What to work on -
How many lines in the entries below contain the string "vase"? Matching is case-sensitive. Reply with the number alone.

Data in this exercise -
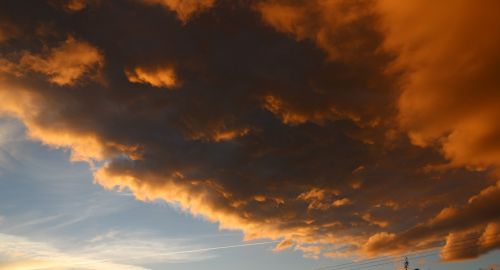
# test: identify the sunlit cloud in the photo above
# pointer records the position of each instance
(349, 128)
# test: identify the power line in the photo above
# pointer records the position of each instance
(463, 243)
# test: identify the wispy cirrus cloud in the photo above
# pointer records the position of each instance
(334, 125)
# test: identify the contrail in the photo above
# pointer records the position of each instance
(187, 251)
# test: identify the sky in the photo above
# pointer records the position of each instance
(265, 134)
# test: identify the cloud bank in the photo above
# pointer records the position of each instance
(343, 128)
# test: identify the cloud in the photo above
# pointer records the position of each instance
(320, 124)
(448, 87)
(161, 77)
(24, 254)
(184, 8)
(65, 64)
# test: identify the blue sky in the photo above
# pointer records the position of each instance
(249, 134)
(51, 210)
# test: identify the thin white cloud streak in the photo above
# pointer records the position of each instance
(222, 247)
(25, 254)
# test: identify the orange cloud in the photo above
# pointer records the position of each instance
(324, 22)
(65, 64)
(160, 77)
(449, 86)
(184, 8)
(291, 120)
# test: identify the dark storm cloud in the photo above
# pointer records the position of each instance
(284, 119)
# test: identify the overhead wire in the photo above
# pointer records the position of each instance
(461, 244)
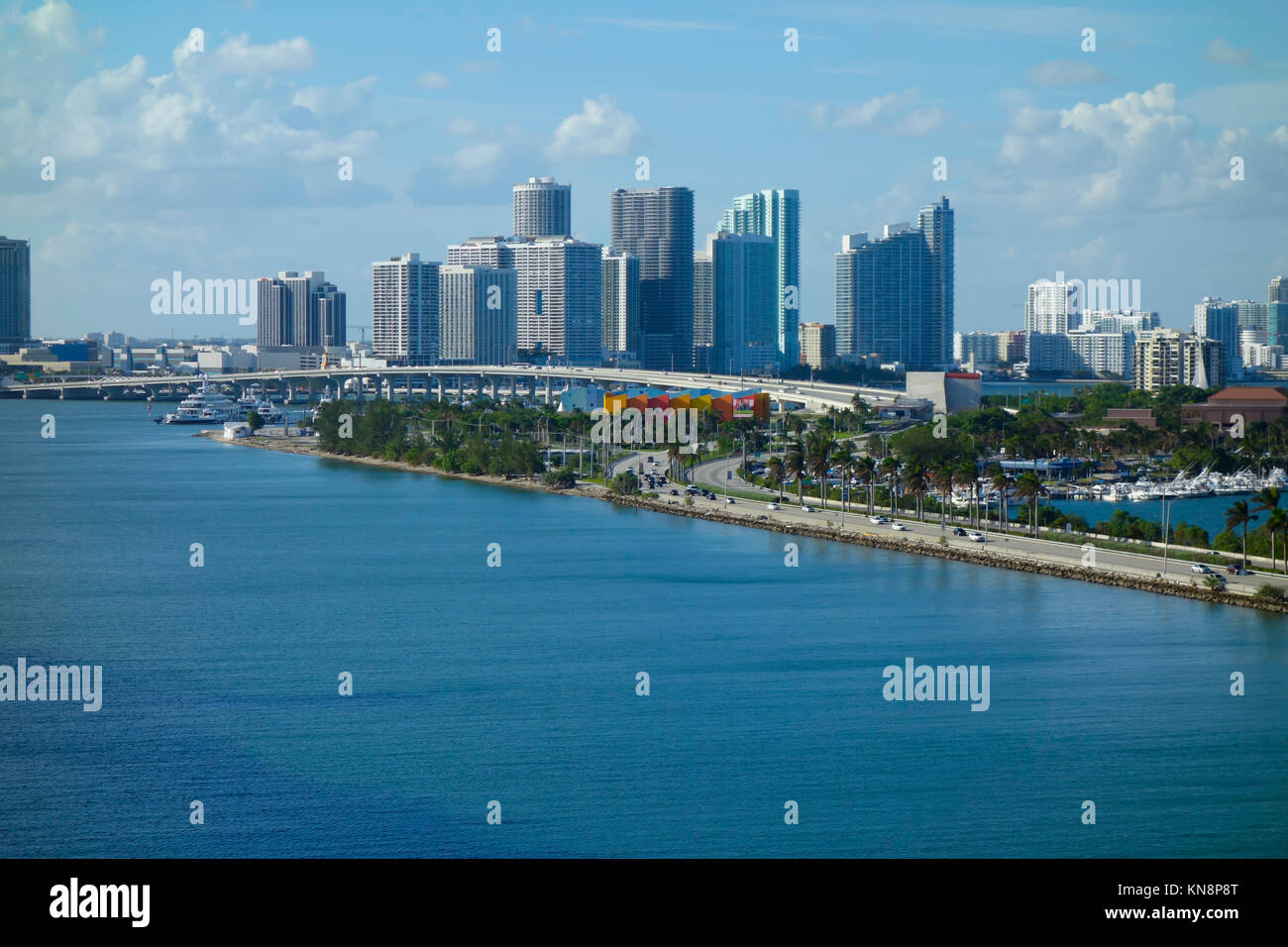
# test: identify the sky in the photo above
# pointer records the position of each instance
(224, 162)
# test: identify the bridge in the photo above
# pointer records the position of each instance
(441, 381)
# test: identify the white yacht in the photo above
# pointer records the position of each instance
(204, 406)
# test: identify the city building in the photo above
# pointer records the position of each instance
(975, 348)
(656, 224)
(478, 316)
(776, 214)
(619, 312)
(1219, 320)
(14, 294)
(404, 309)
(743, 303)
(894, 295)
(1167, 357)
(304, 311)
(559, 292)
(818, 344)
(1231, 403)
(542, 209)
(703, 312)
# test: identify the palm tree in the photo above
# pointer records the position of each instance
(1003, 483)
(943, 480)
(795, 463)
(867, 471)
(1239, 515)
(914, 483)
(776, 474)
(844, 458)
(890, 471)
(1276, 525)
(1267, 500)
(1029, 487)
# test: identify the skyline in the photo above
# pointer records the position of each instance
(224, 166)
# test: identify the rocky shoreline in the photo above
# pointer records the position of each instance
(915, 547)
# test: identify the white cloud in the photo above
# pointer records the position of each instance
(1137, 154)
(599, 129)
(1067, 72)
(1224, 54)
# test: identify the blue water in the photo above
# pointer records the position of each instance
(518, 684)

...

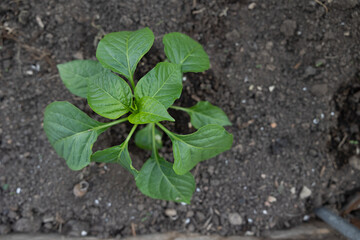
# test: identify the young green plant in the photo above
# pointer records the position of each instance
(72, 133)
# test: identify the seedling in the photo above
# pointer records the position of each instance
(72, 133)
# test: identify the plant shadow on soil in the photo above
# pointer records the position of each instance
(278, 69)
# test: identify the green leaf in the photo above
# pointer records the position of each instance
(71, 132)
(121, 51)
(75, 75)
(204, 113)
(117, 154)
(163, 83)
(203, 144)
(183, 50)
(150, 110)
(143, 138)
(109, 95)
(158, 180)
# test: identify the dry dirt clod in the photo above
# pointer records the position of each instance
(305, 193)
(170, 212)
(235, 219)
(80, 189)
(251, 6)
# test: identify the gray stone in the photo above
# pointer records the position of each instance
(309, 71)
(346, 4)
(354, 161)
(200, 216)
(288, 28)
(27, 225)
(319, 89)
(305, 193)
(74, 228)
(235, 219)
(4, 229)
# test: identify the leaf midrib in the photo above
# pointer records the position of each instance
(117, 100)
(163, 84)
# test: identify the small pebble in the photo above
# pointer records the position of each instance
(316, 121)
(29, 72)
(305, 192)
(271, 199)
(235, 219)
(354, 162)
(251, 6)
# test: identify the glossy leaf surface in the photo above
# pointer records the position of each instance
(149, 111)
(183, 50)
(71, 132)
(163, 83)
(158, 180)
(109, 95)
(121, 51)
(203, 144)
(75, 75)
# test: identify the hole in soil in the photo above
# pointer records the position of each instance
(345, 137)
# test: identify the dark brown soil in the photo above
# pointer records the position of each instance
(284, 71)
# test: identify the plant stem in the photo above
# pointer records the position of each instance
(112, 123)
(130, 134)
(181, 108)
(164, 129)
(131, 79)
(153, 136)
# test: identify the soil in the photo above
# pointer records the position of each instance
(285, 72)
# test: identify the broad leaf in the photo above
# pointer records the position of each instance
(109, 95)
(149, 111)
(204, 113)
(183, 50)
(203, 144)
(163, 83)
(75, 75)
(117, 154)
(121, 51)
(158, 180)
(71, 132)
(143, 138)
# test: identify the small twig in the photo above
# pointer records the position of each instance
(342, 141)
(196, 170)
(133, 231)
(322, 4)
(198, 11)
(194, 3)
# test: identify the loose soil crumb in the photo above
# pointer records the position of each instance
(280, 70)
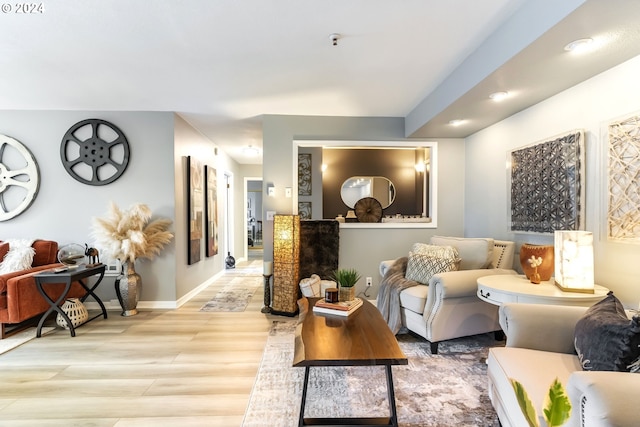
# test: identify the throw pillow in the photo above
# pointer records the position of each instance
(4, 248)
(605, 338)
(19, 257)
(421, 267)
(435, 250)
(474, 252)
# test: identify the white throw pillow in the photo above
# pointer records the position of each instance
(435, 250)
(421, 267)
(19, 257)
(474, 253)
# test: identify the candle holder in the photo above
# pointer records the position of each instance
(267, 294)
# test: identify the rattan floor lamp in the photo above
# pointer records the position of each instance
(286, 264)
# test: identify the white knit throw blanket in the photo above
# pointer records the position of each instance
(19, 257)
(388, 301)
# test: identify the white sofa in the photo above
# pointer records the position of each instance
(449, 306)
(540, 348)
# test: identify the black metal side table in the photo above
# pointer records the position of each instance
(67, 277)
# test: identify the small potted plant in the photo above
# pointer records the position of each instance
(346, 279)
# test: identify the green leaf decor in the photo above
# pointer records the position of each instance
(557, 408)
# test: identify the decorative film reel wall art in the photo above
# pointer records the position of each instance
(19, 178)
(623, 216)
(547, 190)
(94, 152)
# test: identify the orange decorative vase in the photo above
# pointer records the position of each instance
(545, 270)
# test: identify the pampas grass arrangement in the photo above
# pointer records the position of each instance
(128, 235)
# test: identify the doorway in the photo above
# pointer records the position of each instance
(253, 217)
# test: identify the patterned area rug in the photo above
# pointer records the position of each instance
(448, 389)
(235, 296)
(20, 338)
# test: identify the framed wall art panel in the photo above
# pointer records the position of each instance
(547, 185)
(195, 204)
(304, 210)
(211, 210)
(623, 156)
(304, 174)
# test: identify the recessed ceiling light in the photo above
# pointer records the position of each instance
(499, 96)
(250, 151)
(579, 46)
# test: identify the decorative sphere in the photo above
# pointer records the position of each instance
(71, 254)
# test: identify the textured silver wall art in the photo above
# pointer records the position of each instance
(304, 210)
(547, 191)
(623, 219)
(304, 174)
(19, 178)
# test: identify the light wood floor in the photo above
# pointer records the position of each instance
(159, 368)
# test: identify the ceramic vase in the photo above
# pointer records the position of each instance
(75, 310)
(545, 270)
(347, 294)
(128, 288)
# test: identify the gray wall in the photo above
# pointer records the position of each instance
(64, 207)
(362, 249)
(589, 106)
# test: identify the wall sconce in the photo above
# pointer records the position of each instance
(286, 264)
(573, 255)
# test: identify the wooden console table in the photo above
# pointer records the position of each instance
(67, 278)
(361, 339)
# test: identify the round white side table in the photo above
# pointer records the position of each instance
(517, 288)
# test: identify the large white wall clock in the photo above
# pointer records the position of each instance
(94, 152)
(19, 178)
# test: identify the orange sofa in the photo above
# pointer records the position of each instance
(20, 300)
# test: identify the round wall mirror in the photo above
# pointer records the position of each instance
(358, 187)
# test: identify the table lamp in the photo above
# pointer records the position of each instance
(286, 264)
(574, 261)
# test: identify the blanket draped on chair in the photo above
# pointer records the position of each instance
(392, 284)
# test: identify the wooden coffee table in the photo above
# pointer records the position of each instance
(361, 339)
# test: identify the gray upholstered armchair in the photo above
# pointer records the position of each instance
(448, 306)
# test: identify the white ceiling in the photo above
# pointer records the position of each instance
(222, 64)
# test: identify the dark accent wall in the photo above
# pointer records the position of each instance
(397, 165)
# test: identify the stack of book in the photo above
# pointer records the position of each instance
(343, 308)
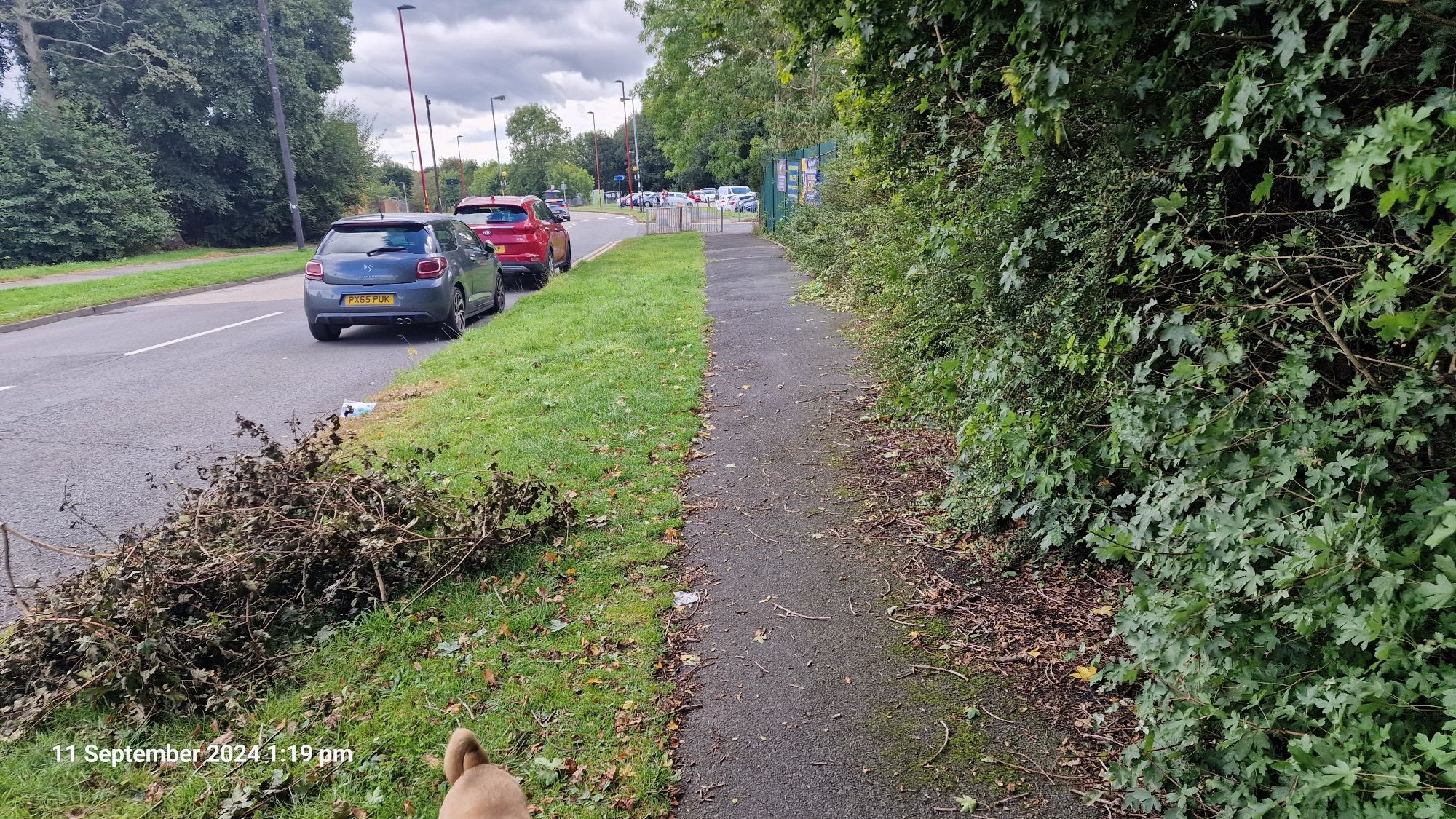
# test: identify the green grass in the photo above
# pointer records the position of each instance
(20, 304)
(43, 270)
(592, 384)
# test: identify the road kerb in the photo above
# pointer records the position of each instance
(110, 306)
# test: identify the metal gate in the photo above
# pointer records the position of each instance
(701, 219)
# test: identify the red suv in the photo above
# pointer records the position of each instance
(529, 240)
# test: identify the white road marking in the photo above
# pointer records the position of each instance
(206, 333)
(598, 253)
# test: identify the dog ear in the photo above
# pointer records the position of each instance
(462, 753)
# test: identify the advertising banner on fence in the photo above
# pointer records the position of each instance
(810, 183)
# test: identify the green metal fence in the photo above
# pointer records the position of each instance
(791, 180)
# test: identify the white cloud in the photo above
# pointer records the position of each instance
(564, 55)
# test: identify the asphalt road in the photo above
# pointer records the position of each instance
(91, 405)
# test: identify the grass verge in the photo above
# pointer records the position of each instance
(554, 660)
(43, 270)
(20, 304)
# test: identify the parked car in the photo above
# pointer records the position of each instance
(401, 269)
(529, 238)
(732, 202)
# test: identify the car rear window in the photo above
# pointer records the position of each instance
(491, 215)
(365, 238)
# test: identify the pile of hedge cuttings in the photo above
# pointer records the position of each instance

==

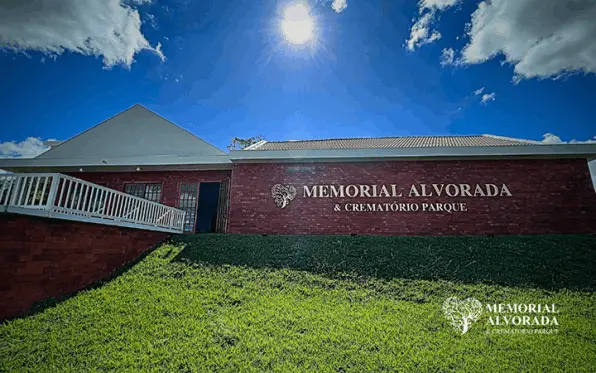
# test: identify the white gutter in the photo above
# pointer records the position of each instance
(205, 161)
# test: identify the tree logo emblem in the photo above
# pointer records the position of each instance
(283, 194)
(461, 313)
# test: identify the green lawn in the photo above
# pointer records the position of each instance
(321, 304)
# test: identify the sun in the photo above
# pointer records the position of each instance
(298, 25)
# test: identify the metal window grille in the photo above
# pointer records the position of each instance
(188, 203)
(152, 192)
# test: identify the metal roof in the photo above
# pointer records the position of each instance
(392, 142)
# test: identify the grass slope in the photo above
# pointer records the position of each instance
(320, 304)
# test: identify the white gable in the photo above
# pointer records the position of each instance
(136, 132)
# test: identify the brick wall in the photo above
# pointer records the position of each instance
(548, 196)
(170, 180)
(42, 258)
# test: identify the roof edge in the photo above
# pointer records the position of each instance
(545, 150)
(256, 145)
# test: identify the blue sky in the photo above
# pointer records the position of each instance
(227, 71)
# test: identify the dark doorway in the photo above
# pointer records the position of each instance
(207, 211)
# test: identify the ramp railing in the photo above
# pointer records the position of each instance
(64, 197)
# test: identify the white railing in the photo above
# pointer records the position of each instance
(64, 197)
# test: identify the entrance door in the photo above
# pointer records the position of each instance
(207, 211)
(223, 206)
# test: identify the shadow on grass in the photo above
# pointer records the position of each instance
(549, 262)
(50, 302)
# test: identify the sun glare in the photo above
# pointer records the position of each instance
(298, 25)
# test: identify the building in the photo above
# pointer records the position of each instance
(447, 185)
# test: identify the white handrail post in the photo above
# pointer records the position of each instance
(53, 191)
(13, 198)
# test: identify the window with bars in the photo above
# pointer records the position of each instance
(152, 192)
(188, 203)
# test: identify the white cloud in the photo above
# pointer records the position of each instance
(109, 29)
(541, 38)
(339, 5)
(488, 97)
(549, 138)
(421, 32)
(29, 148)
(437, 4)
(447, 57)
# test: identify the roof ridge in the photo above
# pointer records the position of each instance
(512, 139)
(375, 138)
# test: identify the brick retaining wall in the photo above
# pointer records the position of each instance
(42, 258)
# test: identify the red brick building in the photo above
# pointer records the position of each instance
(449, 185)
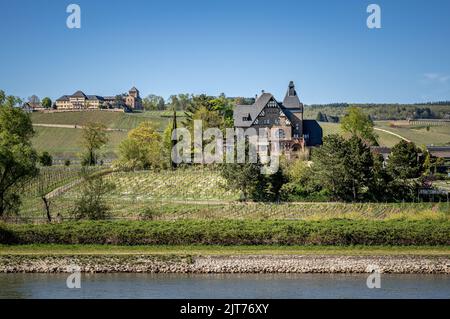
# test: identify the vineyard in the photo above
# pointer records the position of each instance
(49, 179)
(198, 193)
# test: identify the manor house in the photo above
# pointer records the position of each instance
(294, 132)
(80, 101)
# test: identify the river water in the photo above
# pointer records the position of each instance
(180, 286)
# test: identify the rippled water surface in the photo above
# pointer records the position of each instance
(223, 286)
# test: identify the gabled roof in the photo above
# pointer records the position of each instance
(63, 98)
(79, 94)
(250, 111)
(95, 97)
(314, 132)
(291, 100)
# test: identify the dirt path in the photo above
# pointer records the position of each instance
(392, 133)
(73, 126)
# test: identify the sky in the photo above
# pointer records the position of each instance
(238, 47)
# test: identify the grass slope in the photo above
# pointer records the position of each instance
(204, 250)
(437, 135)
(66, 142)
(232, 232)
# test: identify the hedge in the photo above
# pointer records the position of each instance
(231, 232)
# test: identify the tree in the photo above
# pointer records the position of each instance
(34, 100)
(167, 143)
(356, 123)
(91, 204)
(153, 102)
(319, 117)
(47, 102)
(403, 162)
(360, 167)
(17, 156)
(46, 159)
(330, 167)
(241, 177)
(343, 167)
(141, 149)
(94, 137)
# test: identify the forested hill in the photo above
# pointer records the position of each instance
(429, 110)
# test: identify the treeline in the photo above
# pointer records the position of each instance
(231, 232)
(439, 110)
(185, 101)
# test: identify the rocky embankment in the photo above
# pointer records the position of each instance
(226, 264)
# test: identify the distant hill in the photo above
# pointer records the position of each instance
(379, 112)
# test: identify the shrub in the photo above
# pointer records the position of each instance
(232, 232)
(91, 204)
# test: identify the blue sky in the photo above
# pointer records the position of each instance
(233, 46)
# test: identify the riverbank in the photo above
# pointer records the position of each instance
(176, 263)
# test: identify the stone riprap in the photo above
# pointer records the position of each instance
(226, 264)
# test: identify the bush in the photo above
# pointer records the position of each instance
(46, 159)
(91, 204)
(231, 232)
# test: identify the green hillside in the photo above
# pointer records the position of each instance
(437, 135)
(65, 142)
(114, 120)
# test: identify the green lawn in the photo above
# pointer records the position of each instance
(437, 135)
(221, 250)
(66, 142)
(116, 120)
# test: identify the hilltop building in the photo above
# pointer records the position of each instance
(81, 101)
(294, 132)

Finished task -
2